Work task 1 => In the article about the Stagecoach pay dispute, what do you get when you write out everything from "More than 800" down to "for strike action.", replacing "Stagecoach" with "Stagecoach Group"?
Work task 2 => Where does the article about the Stagecoach pay dispute say the company has depots in the North East?
Work task 3 => Continue the article about the Stagecoach North East pay dispute from the point where it stops.

Source text =>
********
Hundreds of bus drivers and support staff could go on strike over a pay row with a transport giant.
More than 800 drivers and engineers at Stagecoach North East are being balloted on strike and other industrial action, saying they have been offered a pay deal of less than 2%.
Stagecoach has depots in the North East at Newcastle, South Shields, Sunderland, Stockton and Hartlepool. It runs bus services in various parts of the region.
Now the newly-elected leader of the UK’s largest union has waded into the pay row, calling on Stagecoach to increase its pay offer after inflation rose above 4%.
Unite general secretary Sharon Graham said: “Bosses at Stagecoach North East should know that Unite is ready for a relentless campaign if our members vote for strike action.
“Unite members all over the UK are voting for industrial action right now over Stagecoach’s penny pinching on pay. Stagecoach’s board should be in no doubt that Unite is now wholly dedicated to advancing the jobs, pay and conditions of our members.”
Unite regional coordinating officer Mark Sanderson said: “We will not put up with management negotiating depot by depot in future. This has resulted in Unite members driving for Stagecoach in Newcastle being paid a higher hourly rate than those working at South Shields and Sunderland. Teesside drivers are paid less than all the other drivers in Stagecoach North East.
“However, this is the same company, the same managing director, the same regional pot of money, the same job. Other firms in the North East, such as Arriva and Go North East, have seen fit to offer more than Stagecoach’s miserly 2%, which is made to look even more pathetic with the latest RPI inflation figure soaring to 4.8%.
“We are seeking a substantial pay uplift across all the Stagecoach North East sites in recognition of our members’ hard work as key workers during the pandemic and the current rising cost of living.
********
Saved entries
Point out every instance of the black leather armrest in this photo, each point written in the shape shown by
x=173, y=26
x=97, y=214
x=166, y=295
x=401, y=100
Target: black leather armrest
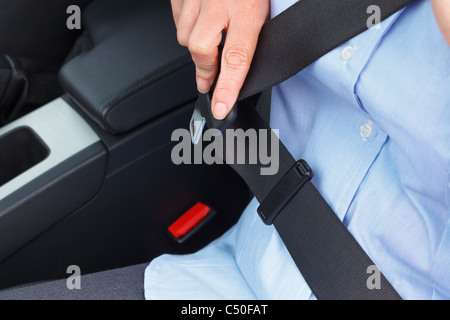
x=136, y=69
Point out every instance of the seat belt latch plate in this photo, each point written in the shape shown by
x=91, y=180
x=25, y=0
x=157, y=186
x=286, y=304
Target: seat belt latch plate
x=284, y=191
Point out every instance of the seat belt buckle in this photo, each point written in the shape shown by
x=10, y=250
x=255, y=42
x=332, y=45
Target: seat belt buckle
x=203, y=116
x=283, y=192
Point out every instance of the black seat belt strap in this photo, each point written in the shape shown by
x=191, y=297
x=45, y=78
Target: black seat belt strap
x=306, y=31
x=329, y=258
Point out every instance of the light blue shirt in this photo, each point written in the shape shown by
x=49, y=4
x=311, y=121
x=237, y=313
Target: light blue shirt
x=372, y=118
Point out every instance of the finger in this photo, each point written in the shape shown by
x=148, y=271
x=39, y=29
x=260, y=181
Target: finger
x=177, y=6
x=187, y=20
x=442, y=13
x=203, y=45
x=240, y=45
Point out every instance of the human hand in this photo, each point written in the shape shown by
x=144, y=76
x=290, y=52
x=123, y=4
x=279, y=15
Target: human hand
x=441, y=10
x=199, y=27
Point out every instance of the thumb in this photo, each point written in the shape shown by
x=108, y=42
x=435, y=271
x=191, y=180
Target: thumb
x=240, y=46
********
Exercise result 1 =>
More than 800 drivers and engineers at Stagecoach Group North East are being balloted on strike and other industrial action, saying they have been offered a pay deal of less than 2%.
Stagecoach Group has depots in the North East at Newcastle, South Shields, Sunderland, Stockton and Hartlepool. It runs bus services in various parts of the region.
Now the newly-elected leader of the UK’s largest union has waded into the pay row, calling on Stagecoach Group to increase its pay offer after inflation rose above 4%.
Unite general secretary Sharon Graham said: “Bosses at Stagecoach Group North East should know that Unite is ready for a relentless campaign if our members vote for strike action.

Exercise result 2 => Newcastle, South Shields, Sunderland, Stockton and Hartlepool

Exercise result 3 =>
“We apologise to the travelling public, who use these services, for any disruption this action will cause, but the reason for the disruption lies firmly with Stagecoach management. We are available for regional pay discussions should the management wish to resolve this dispute.”
Like all public transport companies, Stagecoach has seen passenger numbers fall during the pandemic, suffering a financial hit. This week it announced that it was in talks with rival National Express over a merger.
A Stagecoach North East spokesperson said: “Local people who depend on buses to get to work and access public services, as well as local businesses struggling to recover from the pandemic, will be extremely angry at the threat of completely unnecessary disruption to their bus services. The focus should be on protecting both the jobs of our people and the long-term sustainability of services for the local community.
“We are committed to offering good packages for our people. Contrary to the misleading impression given by Unite, we have made a good offer to deliver further improvements in pay and conditions, which would result in their pay increasing by 4% since the start of the pandemic. This is in line with other bus operators in the region and reflects inflation over the period.
“The reality is that Covid-19 has resulted in bus passenger numbers being only 70% of pre-pandemic levels. Passenger fares are significantly short of what is needed just to even cover the day-to-day costs of running services. As a result, services being run by all bus operators require support from the government. Any changes to pay and conditions have to reflect the local economic conditions, the varying costs of running services and the level of passenger journeys if the bus network is no remain sustainable.
“We very much remain open to continuing discussions with the union and would urge them to return to talks.”